*ТЕКСТ ДЛЯ ЧТЕНИЯ*:
Я сейчас поставлю точку.

И что будет с этими серыми мимолетными газетными страницами: их будут читать в поезде, а потом завернут в них колбасу, пробегут перед сном у телевизора, будут искать «про спорт» на коленях под партой. оставят на память, выбросят, сдадут в макулатуру?

Интересно, странно. Страшно.

Каждый боится старости, как ремонта. Когда смыта старая побелка, неприютно висят старые обои, все дорогое вынесено и нанесено порядком грязи. А ремонта уже не будет.

И ничего не будет.

Я сейчас поставлю точку.

Но я хочу еще сказать, что, когда мне страшно жить и осень на улице, я уезжаю в маленький городок и добираюсь по рыжей размокшей глине в небольшую библиотеку, в старый купеческий дом, чтобы увидеть старых людей, перебирающих сухими руками страницы, набирающих целые охапки книг и медленно, боясь оступиться, бредущих в свои хаты, где за полночь — экономный настольный свет, и белые страницы, и чужие миры, боли и радости, и свое неумирающее великое чувство сопричастности, щемящее, светлое, непобедимое.

И тогда я чувствую силу. И верю, что если доброго счастья нет, это еще не значит, что его не будет.

Я ставлю точку.

СТРАХ ПЕРЕД МОРОЗОМ

Вокзалы — это перекрестки нашей жизни, место, где мы оставляем накатанную колею, пересекаясь с множеством путей других людей, попадая под влияние суммы условий, составляющих суть этого перекрестка. И перекрестки эти-вокзалы, больницы, магазины, ателье, прачечные, столовые, аэропорты, общественные туалеты — это всегда экзамен нашего порядка, умения думать и делать. Это показатель чистоты дыхания нашего общества. Придите ночью на вокзал, в аэропорт — вы услышите, как хрипло, натужно мы дышим, задыхаясь, давясь тромбами. Ночь выцеживает осадок. И он страшен.

Люди спят на полу в 1988 году.

Люди спят, и они, наверное, счастливы — потому, что заранее выбирали, приглядывали себе место. Кто поудачливее — вдоль стены, кто позже начал искать — поперек прохода. Им и неловко, и стыдно поначалу, но усталость стирает настроение, выражение лица, осанку, самого человека. Остается один сон на всех. Повальный, жуткий, постыдный.

Люди спят, привалившись плечом к плечу, с беззащитными детскими выражениями лиц, на которые больно смотреть. Мужья неловко обнимают жен, стыдясь выставлять напоказ, на всеобщее публичное рассмотрение этот естественный для двоих жест. Матери кладут детей к стене, сами ложась к проходу. Дети спят с тревожными белыми лицами, напрягшимися от духоты и жары. Спят на газетах, мешках, чемоданах, на голом замызганном полу. Безногий спит, положив голову на сиденье.

*ФРАГМЕНТЫ ЗАПИСЕЙ*:
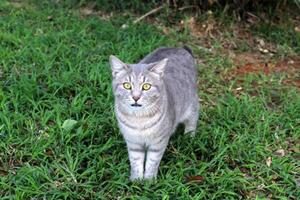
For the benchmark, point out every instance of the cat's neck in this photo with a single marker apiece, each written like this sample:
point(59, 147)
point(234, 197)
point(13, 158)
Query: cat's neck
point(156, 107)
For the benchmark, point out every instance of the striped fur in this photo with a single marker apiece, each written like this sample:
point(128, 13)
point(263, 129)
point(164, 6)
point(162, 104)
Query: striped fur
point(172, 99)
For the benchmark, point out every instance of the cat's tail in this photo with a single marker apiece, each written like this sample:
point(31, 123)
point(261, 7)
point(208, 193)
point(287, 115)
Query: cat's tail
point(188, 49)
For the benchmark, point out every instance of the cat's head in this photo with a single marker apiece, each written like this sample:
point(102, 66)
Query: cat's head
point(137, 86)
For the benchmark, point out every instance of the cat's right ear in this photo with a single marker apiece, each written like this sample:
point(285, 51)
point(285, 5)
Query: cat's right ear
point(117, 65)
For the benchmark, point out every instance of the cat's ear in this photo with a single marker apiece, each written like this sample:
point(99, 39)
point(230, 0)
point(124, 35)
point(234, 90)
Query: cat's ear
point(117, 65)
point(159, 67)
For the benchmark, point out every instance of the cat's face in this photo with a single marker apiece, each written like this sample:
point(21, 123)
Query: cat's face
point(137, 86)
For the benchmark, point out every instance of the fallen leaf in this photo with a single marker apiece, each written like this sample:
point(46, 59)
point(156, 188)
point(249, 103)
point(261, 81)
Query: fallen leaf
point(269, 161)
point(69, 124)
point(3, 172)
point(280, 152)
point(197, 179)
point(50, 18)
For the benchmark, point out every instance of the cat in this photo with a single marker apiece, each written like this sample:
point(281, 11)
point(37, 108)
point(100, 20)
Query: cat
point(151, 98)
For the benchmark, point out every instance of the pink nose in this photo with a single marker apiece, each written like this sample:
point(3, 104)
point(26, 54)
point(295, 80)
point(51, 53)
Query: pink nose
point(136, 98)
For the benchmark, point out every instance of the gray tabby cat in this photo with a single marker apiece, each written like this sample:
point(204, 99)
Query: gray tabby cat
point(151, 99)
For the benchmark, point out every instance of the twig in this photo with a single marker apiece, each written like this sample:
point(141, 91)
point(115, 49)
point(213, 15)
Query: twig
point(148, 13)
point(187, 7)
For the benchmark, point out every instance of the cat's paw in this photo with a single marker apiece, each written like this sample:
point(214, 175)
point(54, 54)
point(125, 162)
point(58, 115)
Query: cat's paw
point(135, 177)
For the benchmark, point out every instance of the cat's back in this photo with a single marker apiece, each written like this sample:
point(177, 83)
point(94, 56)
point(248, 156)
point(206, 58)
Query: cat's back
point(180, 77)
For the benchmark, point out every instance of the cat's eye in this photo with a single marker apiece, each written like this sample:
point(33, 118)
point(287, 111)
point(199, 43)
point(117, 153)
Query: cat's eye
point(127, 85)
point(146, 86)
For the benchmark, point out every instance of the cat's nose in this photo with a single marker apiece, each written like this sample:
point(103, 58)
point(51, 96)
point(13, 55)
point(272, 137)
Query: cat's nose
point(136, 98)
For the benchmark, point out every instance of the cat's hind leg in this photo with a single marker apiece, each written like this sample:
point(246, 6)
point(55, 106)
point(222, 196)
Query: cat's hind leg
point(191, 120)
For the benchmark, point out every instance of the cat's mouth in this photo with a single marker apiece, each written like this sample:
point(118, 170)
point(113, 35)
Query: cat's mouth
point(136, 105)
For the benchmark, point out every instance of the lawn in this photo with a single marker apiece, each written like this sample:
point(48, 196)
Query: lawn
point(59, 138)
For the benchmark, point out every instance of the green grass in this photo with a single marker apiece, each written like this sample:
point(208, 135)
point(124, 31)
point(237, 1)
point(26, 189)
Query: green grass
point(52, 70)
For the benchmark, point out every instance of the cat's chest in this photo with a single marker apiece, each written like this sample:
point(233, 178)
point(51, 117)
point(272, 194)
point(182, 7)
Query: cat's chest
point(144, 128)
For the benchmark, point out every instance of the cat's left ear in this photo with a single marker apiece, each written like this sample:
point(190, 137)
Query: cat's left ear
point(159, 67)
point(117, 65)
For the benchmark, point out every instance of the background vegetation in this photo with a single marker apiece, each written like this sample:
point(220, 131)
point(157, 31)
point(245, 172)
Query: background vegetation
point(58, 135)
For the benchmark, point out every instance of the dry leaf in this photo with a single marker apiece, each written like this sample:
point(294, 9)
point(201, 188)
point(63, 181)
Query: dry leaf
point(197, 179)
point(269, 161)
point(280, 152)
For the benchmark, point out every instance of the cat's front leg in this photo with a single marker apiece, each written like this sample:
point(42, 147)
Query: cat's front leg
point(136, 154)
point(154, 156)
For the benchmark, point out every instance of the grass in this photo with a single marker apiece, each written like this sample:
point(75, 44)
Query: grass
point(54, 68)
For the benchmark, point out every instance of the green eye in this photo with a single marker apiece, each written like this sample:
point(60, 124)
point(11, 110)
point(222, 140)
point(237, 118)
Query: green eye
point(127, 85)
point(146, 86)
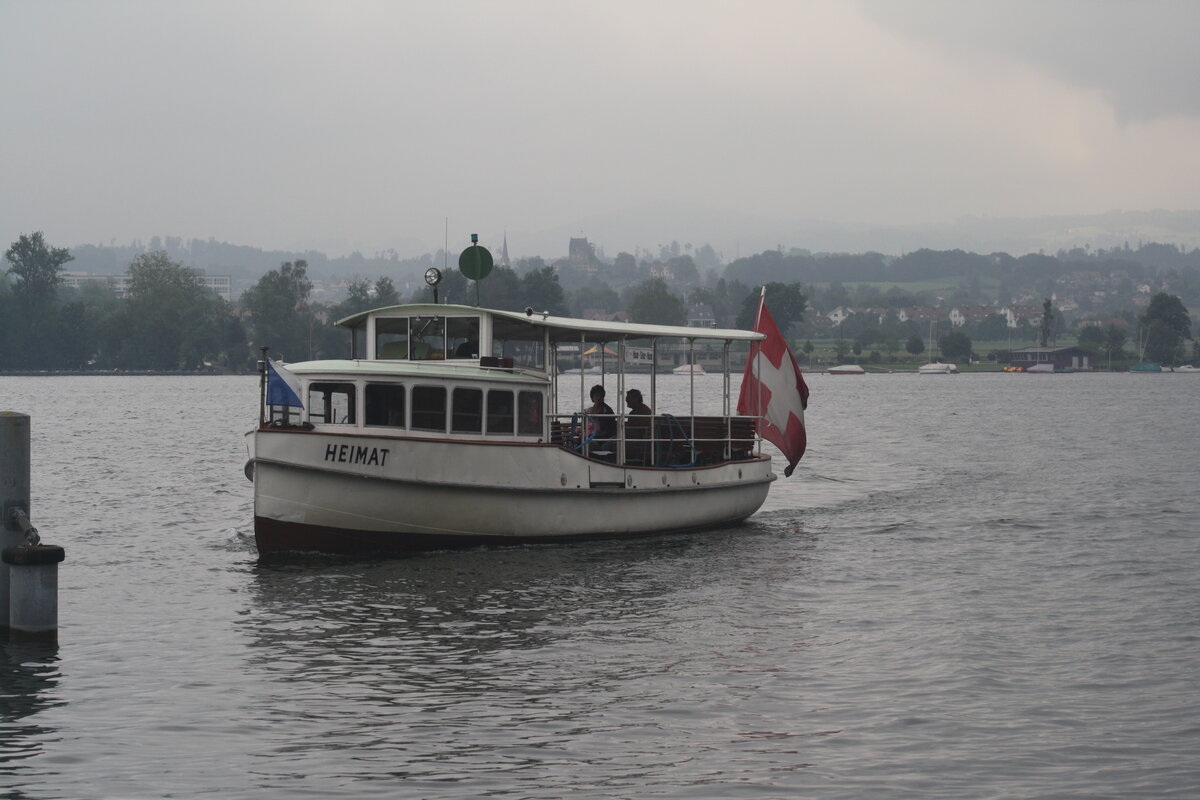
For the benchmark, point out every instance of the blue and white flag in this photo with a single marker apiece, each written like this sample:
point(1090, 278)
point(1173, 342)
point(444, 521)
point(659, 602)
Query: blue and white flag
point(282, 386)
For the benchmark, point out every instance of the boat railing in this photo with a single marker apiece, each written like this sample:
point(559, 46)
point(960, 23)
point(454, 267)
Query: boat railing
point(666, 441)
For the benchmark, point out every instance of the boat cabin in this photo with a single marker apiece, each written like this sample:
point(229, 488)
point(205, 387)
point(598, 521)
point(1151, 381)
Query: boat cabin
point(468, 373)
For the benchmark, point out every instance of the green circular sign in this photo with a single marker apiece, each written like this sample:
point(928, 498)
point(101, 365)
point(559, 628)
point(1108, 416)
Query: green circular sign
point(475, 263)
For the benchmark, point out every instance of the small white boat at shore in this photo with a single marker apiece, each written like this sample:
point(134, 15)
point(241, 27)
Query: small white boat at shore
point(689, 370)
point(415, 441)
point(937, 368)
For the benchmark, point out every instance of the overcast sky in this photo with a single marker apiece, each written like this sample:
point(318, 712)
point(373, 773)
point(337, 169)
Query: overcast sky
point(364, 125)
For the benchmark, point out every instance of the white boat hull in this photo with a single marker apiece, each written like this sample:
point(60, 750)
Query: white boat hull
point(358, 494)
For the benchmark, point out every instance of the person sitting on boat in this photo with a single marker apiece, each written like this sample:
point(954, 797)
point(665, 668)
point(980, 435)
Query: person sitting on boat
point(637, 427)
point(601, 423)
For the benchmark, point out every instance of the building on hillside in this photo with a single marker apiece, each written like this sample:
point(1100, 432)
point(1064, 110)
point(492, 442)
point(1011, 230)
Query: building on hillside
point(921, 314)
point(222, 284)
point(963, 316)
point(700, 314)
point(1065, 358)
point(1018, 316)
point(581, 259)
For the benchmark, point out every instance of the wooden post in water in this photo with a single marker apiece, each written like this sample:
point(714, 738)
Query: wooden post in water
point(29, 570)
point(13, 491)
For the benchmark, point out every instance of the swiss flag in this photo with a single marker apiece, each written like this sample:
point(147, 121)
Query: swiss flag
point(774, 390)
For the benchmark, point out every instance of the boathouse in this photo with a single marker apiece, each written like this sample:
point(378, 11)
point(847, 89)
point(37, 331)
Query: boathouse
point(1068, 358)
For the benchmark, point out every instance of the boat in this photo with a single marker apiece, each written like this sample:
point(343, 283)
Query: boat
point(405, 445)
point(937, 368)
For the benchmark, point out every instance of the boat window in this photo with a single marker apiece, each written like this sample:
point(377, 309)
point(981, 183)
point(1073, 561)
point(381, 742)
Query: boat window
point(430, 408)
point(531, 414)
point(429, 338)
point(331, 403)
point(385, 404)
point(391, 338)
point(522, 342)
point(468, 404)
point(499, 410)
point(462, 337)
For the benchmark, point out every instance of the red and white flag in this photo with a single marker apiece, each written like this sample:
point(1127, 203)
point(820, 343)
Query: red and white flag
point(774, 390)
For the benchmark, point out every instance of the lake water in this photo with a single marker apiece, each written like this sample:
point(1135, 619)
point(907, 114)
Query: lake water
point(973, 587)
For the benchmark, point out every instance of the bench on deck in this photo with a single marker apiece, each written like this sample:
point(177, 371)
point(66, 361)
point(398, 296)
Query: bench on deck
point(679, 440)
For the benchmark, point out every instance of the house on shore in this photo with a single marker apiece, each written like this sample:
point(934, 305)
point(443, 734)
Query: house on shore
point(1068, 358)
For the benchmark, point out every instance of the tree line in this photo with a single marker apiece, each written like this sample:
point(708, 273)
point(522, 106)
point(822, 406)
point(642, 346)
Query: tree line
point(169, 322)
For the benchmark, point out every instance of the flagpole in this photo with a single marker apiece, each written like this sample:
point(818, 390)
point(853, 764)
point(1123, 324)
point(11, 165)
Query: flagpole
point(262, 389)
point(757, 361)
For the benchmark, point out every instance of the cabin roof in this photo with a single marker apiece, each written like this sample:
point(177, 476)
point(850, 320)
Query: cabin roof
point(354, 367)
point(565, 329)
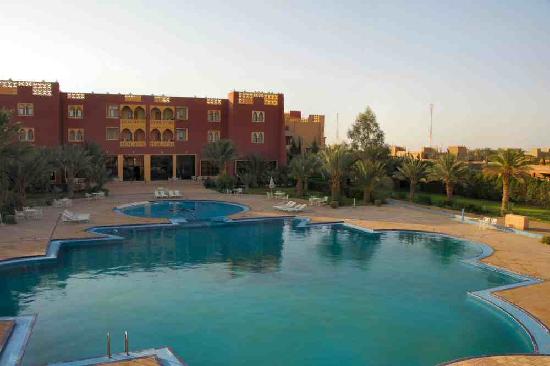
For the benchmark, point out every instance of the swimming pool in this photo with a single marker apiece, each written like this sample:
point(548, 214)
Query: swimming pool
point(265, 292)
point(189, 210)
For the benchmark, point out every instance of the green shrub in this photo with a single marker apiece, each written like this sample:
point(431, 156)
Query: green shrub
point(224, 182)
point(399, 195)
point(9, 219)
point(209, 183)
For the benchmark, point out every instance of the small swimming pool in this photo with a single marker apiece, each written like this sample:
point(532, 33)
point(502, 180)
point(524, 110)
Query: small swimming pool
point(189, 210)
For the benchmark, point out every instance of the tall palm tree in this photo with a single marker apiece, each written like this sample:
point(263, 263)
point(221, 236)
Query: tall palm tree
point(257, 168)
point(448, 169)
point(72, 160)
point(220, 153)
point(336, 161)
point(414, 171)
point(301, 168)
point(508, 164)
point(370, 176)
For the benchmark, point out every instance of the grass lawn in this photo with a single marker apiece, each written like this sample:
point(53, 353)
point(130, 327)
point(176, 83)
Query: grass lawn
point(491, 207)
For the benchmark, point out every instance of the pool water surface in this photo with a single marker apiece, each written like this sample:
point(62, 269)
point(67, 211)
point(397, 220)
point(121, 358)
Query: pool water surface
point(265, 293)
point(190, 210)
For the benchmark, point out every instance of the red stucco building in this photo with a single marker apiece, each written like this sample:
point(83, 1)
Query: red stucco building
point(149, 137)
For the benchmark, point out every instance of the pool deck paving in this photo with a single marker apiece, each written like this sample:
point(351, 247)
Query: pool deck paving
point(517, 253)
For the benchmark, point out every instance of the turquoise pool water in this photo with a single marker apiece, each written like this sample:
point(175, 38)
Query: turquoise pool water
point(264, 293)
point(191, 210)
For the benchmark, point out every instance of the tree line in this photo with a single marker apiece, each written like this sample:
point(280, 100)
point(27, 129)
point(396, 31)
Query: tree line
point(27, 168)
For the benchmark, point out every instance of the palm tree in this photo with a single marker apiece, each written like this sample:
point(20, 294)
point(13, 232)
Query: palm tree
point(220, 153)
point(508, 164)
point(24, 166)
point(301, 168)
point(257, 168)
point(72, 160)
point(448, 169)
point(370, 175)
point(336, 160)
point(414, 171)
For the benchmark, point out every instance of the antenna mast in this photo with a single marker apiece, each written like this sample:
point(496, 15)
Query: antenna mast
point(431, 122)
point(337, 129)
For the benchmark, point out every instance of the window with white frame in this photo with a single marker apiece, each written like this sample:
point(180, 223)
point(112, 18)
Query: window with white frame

*ПОРЯДОК ВЫПОЛНЕНИЯ*: Продолжите текст о людях, ночующих на вокзале, сразу после его последнего предложения.

*ОТВЕТ*:
В этом море перемешались дорогие дубленки, солдатские шинели, валенки, сапоги, детские шубки, куртки, шапки всех мастей. Спят рабочие, врачи, школьники, офицеры, учителя, директора. Это равенство. Унизительное казарменное равенство, которого достичь легче всего.

Наши трудности — это горько. Мы привыкли все оправдывать погодой, ошибками руководства, недостатком стройматериалов, дефицитом сырья, низкой квалификацией исполнителей. Мы привыкли терпеть. История научила нас дисциплине. Но теперь, когда хлеб уже давно не по карточкам, когда уже не так хрипло дышат в спину классовые враги, откуда в нас теперь всеобщая покорность — готовно приниженное чувство человеческого достоинства? Не Батый же нам его оставил, не родимое пятно царизма-наша беда.

Если мы не оставляем людям выбора-мы должны заботиться о том, чтобы единственный путь был лучший. А пока вылет и выезд для нас не обыденность праздник. И при этом, имея, как данность, всеобщую покорность, возникает, может быть, неосознанный соблазн использовать нашу человеческую неразвитость в благих с виду целях — пока достроим, пока выбьем фонды, пока улучшится демографическая ситуация…

Но это «пока» длится десятилетиями!

Нельзя воевать с трудностями ценой человеческих потерь.

Человеческие потери в цивилизованном обществе-это не холмики с пилоткой, это обнищание души, условия, ведущие к выветриванию человеческого содержания, нравственной эрозии.

Человек, который спит на полу на вокзале, мучается в бескрайних очередях, видит грязь и грубость, никогда не будет слушать по телевизору длинный доклад, никогда не почувствует себя хозяином завода, никогда не прочитает биографию кандидата на выборах, никогда не даст кров другому — ему уже не дали. Это стыдно, что людьми мы становимся, когда наводнение, пожар, взрыв, — неужели только трагедия может поднять наши головы?